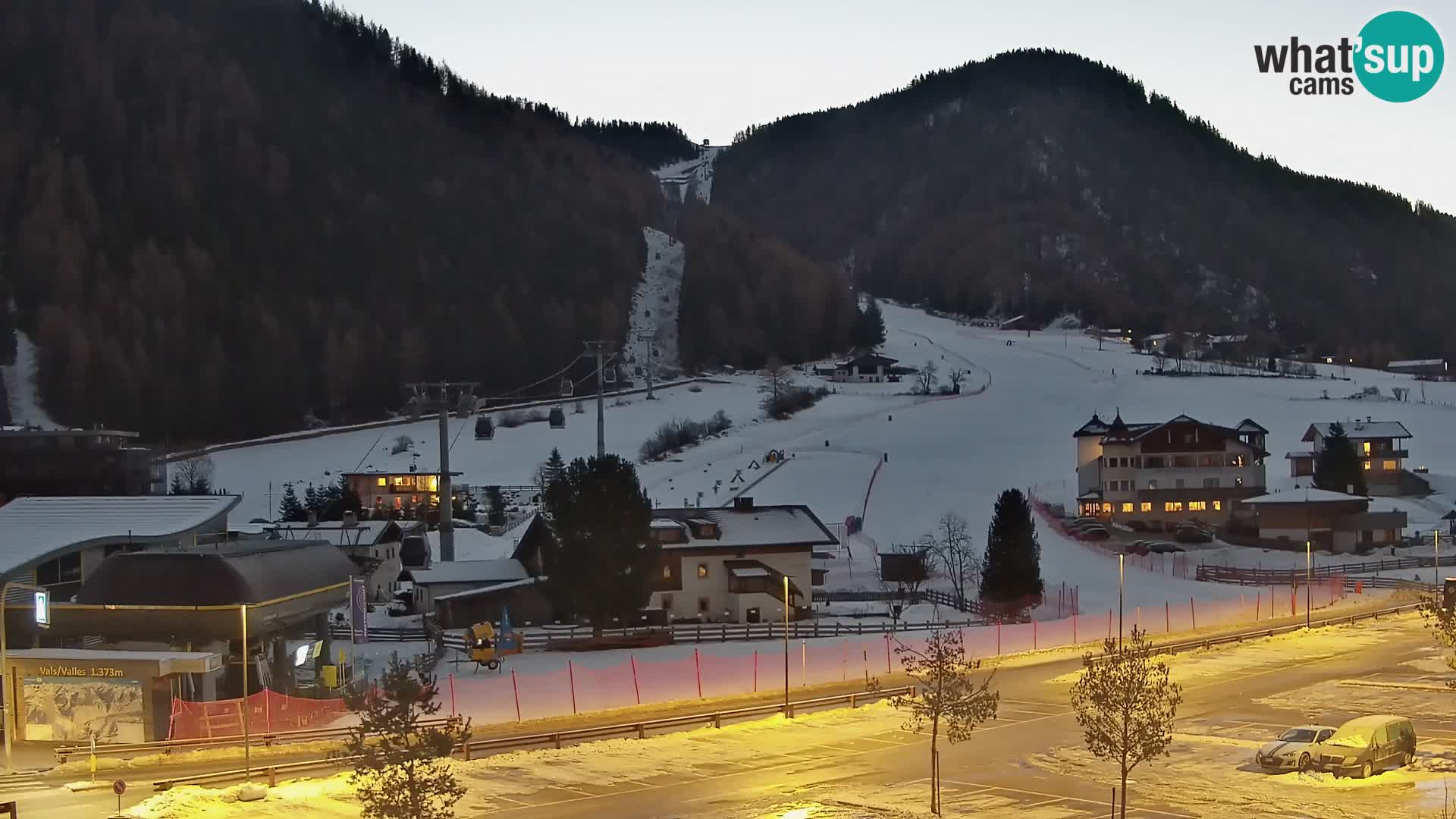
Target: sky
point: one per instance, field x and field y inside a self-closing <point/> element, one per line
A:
<point x="718" y="67"/>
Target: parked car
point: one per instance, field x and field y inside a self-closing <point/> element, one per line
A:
<point x="1296" y="749"/>
<point x="1367" y="745"/>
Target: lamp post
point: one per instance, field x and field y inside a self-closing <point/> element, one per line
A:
<point x="1120" y="557"/>
<point x="248" y="760"/>
<point x="786" y="713"/>
<point x="6" y="689"/>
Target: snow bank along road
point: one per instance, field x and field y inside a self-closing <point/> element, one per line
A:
<point x="1025" y="763"/>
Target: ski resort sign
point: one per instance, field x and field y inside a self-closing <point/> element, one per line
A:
<point x="1397" y="57"/>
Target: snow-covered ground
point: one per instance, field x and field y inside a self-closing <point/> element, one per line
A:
<point x="653" y="333"/>
<point x="935" y="453"/>
<point x="19" y="385"/>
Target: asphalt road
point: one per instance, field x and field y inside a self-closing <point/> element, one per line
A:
<point x="990" y="770"/>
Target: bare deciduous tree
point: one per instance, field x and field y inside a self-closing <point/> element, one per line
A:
<point x="954" y="551"/>
<point x="927" y="378"/>
<point x="1126" y="704"/>
<point x="948" y="700"/>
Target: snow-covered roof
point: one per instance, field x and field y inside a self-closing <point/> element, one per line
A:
<point x="1305" y="496"/>
<point x="488" y="589"/>
<point x="471" y="572"/>
<point x="1362" y="430"/>
<point x="473" y="544"/>
<point x="36" y="528"/>
<point x="753" y="526"/>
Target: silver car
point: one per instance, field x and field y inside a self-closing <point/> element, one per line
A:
<point x="1296" y="749"/>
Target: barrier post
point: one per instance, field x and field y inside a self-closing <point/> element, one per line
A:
<point x="638" y="691"/>
<point x="571" y="679"/>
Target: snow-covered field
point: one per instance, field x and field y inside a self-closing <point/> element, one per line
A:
<point x="938" y="455"/>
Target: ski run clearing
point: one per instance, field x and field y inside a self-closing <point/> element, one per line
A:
<point x="935" y="455"/>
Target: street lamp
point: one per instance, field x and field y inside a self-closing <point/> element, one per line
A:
<point x="42" y="618"/>
<point x="786" y="713"/>
<point x="1120" y="599"/>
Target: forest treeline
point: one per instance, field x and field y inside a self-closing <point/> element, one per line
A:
<point x="218" y="219"/>
<point x="1038" y="183"/>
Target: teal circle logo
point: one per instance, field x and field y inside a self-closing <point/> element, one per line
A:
<point x="1400" y="55"/>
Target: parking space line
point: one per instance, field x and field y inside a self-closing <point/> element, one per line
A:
<point x="1055" y="798"/>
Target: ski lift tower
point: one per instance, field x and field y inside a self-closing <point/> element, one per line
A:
<point x="465" y="400"/>
<point x="601" y="349"/>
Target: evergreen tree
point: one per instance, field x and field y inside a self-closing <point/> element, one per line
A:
<point x="870" y="327"/>
<point x="402" y="765"/>
<point x="290" y="510"/>
<point x="601" y="561"/>
<point x="1012" y="573"/>
<point x="1338" y="468"/>
<point x="554" y="466"/>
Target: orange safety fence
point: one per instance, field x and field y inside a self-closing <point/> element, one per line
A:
<point x="268" y="711"/>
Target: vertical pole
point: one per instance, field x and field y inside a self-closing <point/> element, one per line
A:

Exercise prompt
Quote the records word for word, starting at the line that contains "Target: orange safety fence" and ending with the last line of the records.

Correct response
Target: orange safety fence
point: one per instance, field x and field y inside a self-closing <point/> element, one per line
A:
<point x="268" y="711"/>
Target: vertical pole
point: one per instance, field x and field y inside a self-closing <point/> element, one per line
A:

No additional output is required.